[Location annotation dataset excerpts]
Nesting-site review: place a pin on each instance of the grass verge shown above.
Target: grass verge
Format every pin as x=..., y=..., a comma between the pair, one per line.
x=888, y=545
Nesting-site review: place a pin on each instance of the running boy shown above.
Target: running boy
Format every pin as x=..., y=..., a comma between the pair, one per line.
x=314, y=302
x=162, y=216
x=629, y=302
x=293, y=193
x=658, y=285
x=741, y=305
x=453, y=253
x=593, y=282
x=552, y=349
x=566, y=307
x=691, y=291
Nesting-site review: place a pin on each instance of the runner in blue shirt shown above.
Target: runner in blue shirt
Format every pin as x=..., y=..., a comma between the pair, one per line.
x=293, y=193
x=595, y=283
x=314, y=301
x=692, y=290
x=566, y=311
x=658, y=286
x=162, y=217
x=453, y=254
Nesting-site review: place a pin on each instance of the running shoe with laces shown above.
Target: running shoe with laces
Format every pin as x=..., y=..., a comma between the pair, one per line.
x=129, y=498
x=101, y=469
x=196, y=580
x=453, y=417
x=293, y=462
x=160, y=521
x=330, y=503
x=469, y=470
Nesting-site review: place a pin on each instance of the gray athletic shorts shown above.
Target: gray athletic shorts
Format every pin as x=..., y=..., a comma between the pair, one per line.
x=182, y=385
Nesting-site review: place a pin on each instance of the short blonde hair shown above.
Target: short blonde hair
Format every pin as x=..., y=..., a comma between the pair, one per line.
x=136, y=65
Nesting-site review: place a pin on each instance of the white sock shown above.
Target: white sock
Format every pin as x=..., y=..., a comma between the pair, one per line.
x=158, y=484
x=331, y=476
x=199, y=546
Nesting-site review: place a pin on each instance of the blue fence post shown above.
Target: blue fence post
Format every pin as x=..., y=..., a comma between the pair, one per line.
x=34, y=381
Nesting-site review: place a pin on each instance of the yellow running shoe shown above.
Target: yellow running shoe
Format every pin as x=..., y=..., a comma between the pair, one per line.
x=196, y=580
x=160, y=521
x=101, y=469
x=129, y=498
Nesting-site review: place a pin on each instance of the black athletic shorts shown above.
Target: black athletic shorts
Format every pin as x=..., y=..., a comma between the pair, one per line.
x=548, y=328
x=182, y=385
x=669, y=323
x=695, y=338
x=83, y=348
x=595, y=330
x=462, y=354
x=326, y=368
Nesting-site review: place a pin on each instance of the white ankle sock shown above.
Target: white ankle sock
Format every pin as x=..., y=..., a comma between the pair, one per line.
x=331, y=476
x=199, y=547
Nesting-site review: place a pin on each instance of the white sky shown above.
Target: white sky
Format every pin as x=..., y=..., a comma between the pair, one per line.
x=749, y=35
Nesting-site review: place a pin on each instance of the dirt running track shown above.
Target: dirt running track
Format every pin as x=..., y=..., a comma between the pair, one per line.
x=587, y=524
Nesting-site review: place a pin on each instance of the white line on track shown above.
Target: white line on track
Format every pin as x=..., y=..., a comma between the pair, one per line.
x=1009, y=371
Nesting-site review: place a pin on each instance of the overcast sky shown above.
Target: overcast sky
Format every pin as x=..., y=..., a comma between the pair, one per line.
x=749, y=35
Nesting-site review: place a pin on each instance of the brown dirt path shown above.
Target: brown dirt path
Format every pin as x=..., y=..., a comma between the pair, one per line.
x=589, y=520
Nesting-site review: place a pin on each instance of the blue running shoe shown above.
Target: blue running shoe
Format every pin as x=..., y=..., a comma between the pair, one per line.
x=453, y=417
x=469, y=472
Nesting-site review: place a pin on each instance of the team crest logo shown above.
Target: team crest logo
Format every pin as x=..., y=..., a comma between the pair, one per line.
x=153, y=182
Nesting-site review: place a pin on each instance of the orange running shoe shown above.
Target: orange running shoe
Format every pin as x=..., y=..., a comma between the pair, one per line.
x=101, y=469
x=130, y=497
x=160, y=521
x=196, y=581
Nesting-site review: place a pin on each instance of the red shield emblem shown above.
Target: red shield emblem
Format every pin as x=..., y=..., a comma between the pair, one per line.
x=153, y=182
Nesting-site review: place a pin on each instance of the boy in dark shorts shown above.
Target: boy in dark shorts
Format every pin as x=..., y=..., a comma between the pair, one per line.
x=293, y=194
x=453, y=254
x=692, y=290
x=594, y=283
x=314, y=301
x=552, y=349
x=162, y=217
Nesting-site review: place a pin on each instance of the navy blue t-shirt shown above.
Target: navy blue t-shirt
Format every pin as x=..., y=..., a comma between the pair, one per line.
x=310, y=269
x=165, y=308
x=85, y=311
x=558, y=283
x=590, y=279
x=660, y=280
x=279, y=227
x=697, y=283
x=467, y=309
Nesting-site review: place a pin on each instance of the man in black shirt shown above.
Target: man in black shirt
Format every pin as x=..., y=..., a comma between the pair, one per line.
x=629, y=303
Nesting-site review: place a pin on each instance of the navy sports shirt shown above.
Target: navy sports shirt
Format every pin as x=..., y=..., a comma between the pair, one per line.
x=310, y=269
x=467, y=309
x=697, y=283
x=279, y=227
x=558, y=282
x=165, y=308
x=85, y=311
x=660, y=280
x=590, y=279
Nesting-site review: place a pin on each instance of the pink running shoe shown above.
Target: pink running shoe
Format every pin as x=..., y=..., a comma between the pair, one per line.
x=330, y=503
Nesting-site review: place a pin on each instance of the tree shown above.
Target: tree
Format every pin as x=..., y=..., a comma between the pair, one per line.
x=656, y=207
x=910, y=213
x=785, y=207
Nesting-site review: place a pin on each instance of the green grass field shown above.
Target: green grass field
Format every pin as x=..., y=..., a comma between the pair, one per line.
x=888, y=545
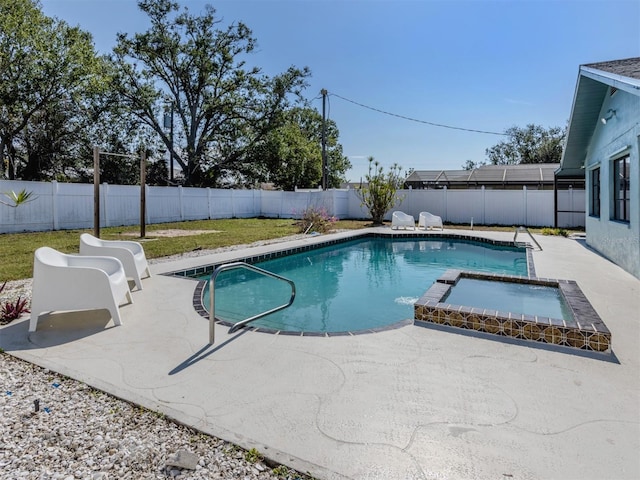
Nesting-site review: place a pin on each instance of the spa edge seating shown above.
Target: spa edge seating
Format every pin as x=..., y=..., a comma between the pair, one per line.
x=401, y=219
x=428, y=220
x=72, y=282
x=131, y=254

--

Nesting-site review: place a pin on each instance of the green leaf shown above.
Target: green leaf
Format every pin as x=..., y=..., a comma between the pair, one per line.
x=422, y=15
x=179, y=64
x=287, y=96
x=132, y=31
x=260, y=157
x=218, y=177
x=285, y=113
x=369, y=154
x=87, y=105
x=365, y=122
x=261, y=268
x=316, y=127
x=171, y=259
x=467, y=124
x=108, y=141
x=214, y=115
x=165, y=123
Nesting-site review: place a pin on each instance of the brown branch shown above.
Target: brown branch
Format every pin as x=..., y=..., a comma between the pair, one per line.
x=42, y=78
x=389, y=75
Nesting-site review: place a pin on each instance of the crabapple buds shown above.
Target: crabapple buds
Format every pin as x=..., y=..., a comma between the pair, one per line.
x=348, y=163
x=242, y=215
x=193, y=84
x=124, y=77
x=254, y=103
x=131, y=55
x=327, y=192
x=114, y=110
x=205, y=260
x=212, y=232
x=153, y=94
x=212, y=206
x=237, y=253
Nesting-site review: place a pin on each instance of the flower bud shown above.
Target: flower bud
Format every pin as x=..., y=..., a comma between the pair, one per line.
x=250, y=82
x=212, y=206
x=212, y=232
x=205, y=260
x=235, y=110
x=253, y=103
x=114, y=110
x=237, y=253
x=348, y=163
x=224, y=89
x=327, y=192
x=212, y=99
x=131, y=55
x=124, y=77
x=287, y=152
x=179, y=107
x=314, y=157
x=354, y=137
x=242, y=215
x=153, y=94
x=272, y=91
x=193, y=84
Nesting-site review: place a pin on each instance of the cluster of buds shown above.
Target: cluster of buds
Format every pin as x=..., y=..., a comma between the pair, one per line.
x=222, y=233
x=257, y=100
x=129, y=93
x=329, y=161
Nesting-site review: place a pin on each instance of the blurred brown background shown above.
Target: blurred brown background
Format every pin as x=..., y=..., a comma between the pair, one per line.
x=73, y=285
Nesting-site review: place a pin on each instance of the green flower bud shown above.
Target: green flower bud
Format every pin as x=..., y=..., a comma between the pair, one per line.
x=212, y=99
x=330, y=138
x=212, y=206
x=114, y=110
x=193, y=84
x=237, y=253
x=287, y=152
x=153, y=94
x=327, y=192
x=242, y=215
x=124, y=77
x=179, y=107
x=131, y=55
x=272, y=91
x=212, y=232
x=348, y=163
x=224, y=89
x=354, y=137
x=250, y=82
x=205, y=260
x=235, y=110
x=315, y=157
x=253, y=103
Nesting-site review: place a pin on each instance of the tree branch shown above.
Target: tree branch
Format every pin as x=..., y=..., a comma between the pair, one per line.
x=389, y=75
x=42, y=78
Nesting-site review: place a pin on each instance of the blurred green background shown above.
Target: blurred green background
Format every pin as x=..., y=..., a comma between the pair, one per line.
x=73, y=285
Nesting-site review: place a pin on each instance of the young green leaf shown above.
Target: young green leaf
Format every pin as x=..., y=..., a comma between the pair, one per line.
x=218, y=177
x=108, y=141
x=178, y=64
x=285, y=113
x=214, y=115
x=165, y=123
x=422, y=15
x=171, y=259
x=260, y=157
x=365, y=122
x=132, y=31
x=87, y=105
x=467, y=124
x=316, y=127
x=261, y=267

==

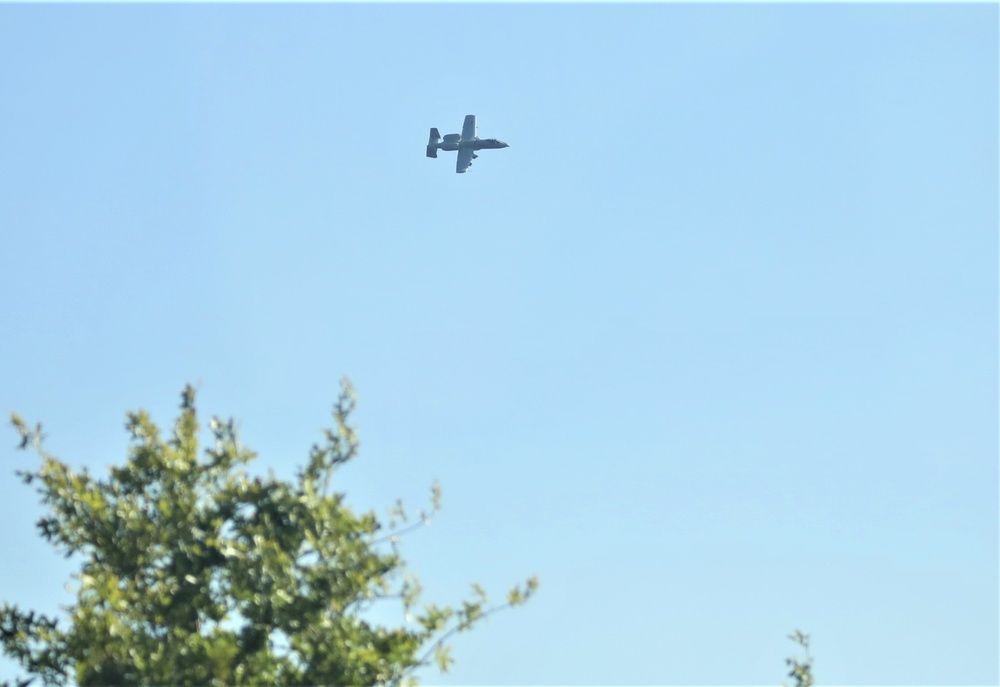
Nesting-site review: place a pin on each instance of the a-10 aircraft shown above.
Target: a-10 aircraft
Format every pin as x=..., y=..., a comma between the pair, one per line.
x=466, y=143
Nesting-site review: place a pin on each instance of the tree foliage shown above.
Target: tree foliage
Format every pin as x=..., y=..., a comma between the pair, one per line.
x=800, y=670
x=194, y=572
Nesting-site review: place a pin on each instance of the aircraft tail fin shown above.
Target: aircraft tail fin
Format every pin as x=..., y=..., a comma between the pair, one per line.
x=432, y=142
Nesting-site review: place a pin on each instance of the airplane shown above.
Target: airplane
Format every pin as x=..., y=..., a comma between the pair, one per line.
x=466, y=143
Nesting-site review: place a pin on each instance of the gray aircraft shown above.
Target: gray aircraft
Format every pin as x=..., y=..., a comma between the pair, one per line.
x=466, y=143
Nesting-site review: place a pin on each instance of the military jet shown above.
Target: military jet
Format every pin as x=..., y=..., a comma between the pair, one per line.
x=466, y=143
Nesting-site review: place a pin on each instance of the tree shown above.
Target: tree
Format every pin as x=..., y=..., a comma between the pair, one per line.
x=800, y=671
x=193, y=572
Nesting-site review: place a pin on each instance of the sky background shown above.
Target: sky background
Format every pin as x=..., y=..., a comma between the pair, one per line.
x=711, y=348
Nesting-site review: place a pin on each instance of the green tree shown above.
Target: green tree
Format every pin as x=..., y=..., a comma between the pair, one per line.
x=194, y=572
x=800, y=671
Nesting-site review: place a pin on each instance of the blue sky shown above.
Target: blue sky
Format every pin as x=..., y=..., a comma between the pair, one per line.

_Exercise directions:_
Convert the listing between the lines holding "Nesting-site review: place a pin on each instance of the pink" and "x=131, y=254", inclusive, into a JSON list of strings with one string per line, skipping blank lines. Leave the pictures out of the result.

_Solution below:_
[
  "Nesting-site review: place a pin on each instance of the pink running shoe shown above.",
  "Target: pink running shoe",
  "Format every pin as x=..., y=..., a comma between the pair, one per line.",
  "x=330, y=503",
  "Nesting-site review: place a pin on each instance of the tree shown above.",
  "Target: tree",
  "Format every pin as x=..., y=..., a comma between the pair, one per line.",
  "x=656, y=207",
  "x=910, y=213",
  "x=785, y=207",
  "Nesting-site review: place a pin on each instance of the green grass field shown above.",
  "Target: green grass field",
  "Format every pin as x=..., y=..., a comma between the pair, one per line.",
  "x=888, y=545",
  "Nesting-site review: place a pin on each instance of the spa edge seating shown above.",
  "Target: spa edge seating",
  "Format every pin as x=..., y=..., a comma between the pair, one per line.",
  "x=401, y=219",
  "x=428, y=220",
  "x=72, y=282",
  "x=131, y=254"
]